### MATERIAL PROVIDED
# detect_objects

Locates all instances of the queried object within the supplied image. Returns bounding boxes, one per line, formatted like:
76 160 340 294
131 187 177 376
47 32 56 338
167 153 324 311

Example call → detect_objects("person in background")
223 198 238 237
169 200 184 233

### TRY IT
Using the records above, write out exactly the lines from the one containing "Locates all instances" through the last, and add nothing.

### RESULT BELOW
Locates all instances of the queried object within the supplied image. Returns bounding boxes, one per line, formatted like:
76 160 340 294
131 187 177 376
47 32 56 338
167 153 324 311

Example call → detect_objects("person in background")
223 198 238 237
169 200 184 233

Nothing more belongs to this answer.